A sequence of records:
..............................

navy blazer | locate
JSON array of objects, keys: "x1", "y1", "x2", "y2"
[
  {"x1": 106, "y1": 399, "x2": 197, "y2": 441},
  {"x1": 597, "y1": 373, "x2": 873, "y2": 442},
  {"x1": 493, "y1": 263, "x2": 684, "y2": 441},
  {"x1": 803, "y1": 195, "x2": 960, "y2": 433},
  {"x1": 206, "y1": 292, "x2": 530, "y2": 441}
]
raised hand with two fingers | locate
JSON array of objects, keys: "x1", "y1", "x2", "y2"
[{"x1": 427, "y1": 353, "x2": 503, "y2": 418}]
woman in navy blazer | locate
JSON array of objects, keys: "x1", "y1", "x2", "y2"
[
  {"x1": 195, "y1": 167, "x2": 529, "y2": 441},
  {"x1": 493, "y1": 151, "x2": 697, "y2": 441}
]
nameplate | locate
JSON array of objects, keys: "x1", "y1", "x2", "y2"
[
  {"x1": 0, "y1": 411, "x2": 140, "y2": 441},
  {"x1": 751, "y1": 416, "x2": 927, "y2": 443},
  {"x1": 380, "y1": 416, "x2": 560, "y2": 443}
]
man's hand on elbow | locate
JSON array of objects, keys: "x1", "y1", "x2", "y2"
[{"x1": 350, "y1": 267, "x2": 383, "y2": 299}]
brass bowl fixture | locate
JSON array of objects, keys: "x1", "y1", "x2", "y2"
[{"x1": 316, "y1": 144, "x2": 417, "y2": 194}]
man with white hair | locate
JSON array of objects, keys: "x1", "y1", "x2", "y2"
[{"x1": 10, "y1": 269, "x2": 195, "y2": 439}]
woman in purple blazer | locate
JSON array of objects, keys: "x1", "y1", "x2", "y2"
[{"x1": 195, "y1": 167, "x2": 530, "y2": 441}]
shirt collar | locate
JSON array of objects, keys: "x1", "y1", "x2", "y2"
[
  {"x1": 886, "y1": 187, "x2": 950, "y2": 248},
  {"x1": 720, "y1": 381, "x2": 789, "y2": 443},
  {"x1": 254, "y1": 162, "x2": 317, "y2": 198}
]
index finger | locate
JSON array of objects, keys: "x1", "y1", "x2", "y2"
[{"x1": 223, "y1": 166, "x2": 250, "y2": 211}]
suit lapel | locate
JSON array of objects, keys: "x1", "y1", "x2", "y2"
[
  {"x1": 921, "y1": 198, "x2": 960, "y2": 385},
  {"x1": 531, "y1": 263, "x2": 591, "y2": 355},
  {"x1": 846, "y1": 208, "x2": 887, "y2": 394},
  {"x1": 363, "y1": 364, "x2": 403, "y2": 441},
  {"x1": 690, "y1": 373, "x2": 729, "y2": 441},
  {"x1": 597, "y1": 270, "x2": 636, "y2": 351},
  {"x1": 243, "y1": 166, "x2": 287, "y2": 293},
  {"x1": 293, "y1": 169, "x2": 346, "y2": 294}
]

..............................

## WHAT IS EXPECTED:
Rewrite the data above, replacing every occurrence of "blazer" with "jacket" and keeping all other text unchanged.

## FINISHED TASK:
navy jacket | locate
JSON array of objects, keys: "x1", "y1", "x2", "y2"
[
  {"x1": 106, "y1": 399, "x2": 197, "y2": 441},
  {"x1": 597, "y1": 373, "x2": 873, "y2": 442},
  {"x1": 493, "y1": 263, "x2": 684, "y2": 441},
  {"x1": 803, "y1": 195, "x2": 960, "y2": 433},
  {"x1": 206, "y1": 292, "x2": 530, "y2": 441}
]
raised hand with two fingers | locate
JSON array of objects, keys: "x1", "y1", "x2", "y2"
[{"x1": 427, "y1": 353, "x2": 503, "y2": 418}]
woman in navy jacket | locate
JSON array of objects, keys: "x1", "y1", "x2", "y2"
[
  {"x1": 195, "y1": 167, "x2": 529, "y2": 441},
  {"x1": 493, "y1": 151, "x2": 697, "y2": 441}
]
nameplate | locate
JSON array of objects, keys: "x1", "y1", "x2", "y2"
[
  {"x1": 0, "y1": 411, "x2": 140, "y2": 441},
  {"x1": 751, "y1": 416, "x2": 927, "y2": 443},
  {"x1": 380, "y1": 416, "x2": 560, "y2": 443}
]
man's hand on elbow | locate
JSON array of objects, keys: "x1", "y1", "x2", "y2"
[{"x1": 350, "y1": 267, "x2": 383, "y2": 299}]
brass bowl fixture | locate
JSON array of objects, keys: "x1", "y1", "x2", "y2"
[{"x1": 316, "y1": 144, "x2": 417, "y2": 194}]
man with white hair | locate
JSON array of objects, keys: "x1", "y1", "x2", "y2"
[{"x1": 10, "y1": 269, "x2": 195, "y2": 439}]
woman in purple jacket | locate
JSON array of objects, keys: "x1", "y1", "x2", "y2"
[{"x1": 195, "y1": 167, "x2": 530, "y2": 441}]
shirt collar | locate
JSON array of objects, keys: "x1", "y1", "x2", "y2"
[
  {"x1": 886, "y1": 187, "x2": 950, "y2": 248},
  {"x1": 720, "y1": 381, "x2": 789, "y2": 443},
  {"x1": 254, "y1": 162, "x2": 317, "y2": 198}
]
index finger | locate
JSON array of objects, keys: "x1", "y1", "x2", "y2"
[{"x1": 223, "y1": 166, "x2": 250, "y2": 211}]
suit lapel | locate
JSON array of objects, keys: "x1", "y1", "x2", "y2"
[
  {"x1": 921, "y1": 198, "x2": 960, "y2": 385},
  {"x1": 531, "y1": 263, "x2": 591, "y2": 355},
  {"x1": 846, "y1": 208, "x2": 887, "y2": 394},
  {"x1": 363, "y1": 364, "x2": 403, "y2": 441},
  {"x1": 690, "y1": 373, "x2": 729, "y2": 441},
  {"x1": 597, "y1": 270, "x2": 636, "y2": 351},
  {"x1": 243, "y1": 166, "x2": 287, "y2": 293},
  {"x1": 293, "y1": 169, "x2": 346, "y2": 294}
]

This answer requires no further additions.